Document ->
-----

How to use demo.py
Zhentao-Liu opened this issue · 8 comments
I download your repo and the pretrained model mae_pretrain_vit_base.pth, and run demo.py, however, after I load the model, it does not exist 'config' key and 'state_dict' in the dict. how to fix it?
Did you run the following code?
python3 demo.py --checkpoint=./weights/simpleclick_models/cocolvis_vit_huge.pth --gpu 0
It has no issue for me. Could you provide the detailed error info?
@qinliuliuqin I can use negative click point for this model ?
@qinliuliuqin I can use negative click point for this model ?
Yes, of course.
@qinliuliuqin
Thank you. I just test demo. Right click is nagative point.
I have some other question :
1, How you create positive , negative , Prev. Mask and gt for training ?
2, In paper, Input are image + (Clicks + Prev. Mask). What is Prev. Mask . Is binary image of previous predict ?
3, What are ['NoBRS', 'RGB-BRS', 'DistMap-BRS', 'f-BRS-A', 'f-BRS-B', 'f-BRS-C'] ?
@qinliuliuqin Thank you. I just test demo. Right click is nagative point. I have some other question : 1, How you create positive , negative , Prev. Mask and gt for training ? 2, In paper, Input are image + (Clicks + Prev. Mask). What is Prev. Mask . Is binary image of previous predict ? 3, What are ['NoBRS', 'RGB-BRS', 'DistMap-BRS', 'f-BRS-A', 'f-BRS-B', 'f-BRS-C'] ?

-----

Short task a ->
Summarize the demo.py thread in two sentences.
The demo.py thread and the entries that follow it have separate origins.

-----

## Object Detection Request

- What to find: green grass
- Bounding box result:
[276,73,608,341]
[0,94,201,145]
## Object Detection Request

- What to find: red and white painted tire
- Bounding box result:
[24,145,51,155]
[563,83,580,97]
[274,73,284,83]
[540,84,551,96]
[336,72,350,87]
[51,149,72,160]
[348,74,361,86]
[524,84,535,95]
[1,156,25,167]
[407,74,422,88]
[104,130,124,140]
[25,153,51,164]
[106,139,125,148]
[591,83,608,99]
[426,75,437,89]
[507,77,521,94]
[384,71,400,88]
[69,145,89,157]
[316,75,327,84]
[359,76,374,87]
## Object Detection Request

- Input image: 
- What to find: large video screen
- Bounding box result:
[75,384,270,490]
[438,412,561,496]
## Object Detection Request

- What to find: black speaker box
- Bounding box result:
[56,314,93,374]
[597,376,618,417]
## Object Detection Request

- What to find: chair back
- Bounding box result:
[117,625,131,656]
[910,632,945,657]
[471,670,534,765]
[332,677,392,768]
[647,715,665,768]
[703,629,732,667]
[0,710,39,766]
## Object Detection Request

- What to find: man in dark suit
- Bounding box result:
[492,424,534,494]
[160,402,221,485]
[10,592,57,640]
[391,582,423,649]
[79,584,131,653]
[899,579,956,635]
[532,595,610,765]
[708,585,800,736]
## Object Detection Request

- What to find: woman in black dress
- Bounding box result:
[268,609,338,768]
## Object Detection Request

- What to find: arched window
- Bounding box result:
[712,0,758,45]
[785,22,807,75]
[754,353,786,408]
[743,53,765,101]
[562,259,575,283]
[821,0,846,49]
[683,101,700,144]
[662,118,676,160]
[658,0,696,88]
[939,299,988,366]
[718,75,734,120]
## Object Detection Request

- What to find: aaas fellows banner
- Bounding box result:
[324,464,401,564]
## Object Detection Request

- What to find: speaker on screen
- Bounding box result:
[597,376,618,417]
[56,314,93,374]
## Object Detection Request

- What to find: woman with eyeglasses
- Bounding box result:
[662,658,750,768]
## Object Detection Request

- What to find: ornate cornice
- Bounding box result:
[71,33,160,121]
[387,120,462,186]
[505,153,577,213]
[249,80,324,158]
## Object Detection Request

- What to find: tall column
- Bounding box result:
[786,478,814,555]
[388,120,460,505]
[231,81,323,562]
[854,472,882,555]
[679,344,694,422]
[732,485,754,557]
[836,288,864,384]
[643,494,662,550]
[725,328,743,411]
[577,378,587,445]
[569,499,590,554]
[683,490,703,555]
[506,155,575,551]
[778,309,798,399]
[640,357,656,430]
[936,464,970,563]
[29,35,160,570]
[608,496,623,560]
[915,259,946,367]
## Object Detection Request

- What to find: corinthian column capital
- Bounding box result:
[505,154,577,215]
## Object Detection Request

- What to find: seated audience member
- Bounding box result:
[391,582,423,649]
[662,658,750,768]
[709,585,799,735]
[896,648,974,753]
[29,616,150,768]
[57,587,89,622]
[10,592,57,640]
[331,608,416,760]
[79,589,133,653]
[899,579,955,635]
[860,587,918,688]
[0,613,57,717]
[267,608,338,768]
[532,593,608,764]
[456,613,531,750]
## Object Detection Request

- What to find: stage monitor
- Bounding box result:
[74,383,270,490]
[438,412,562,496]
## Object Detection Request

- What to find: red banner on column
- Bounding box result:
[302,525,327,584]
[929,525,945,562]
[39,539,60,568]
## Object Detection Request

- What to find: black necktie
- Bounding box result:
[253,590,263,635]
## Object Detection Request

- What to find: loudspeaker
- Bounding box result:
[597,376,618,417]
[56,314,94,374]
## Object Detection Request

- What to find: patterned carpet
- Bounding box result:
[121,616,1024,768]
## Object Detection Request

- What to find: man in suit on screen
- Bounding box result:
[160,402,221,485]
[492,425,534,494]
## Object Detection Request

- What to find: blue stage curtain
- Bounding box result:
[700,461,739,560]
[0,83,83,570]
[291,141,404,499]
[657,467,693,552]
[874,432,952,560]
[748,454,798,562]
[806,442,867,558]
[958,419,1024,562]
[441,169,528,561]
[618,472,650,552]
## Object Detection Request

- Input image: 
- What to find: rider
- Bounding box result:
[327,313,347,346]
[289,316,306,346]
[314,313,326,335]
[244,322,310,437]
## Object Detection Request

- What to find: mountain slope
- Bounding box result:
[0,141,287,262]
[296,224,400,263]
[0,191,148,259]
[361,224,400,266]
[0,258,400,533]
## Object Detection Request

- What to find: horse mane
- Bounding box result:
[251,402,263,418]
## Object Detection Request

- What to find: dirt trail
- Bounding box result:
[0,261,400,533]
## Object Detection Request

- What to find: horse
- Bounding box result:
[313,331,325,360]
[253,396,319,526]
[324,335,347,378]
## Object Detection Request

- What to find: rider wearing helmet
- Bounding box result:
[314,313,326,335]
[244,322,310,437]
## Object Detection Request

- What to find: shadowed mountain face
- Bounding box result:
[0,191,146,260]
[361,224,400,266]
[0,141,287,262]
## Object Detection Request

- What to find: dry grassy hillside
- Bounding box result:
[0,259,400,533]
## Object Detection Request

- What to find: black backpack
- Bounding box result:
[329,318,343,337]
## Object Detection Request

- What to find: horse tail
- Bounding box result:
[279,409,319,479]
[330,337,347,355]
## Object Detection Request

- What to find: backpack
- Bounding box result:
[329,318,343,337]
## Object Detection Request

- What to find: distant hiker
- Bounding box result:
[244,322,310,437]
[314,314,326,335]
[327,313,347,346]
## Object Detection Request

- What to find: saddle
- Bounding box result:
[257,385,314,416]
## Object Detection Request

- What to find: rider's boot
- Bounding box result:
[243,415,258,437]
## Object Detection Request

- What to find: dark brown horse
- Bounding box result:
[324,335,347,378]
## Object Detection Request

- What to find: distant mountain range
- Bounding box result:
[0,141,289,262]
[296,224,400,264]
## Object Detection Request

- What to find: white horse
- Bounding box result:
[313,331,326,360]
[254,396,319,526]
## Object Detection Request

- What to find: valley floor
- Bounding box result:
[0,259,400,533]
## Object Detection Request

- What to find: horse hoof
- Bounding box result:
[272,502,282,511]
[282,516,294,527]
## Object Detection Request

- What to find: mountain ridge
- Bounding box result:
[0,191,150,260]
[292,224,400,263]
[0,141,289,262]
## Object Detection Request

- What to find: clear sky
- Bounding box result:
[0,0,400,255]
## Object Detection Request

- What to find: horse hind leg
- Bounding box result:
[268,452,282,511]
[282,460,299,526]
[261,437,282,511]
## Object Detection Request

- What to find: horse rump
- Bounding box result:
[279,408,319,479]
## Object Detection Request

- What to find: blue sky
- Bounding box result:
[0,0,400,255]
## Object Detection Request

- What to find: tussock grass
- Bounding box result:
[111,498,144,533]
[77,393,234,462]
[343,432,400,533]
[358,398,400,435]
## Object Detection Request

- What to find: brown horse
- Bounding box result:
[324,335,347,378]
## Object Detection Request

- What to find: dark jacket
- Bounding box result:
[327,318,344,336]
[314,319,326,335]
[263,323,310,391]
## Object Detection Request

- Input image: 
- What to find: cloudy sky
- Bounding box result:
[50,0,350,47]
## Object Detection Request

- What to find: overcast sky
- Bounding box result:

-----

Short task b ->
Show every line of the entries that contains the string "suit".

Exercise result a ->
A user who downloaded the repo and the pretrained model mae_pretrain_vit_base.pth reports that, after loading the model in demo.py, the dict has no 'config' or 'state_dict' key, and a reply gives a demo.py command using the cocolvis_vit_huge.pth checkpoint and asks for the detailed error info. After being told that negative click points can be used, the user notes that right click is the negative point and asks how positive and negative clicks, the previous mask and ground truth are created for training, what the previous mask is, and what the listed BRS modes are.

Exercise result b ->
- What to find: man in dark suit
- What to find: man in suit on screen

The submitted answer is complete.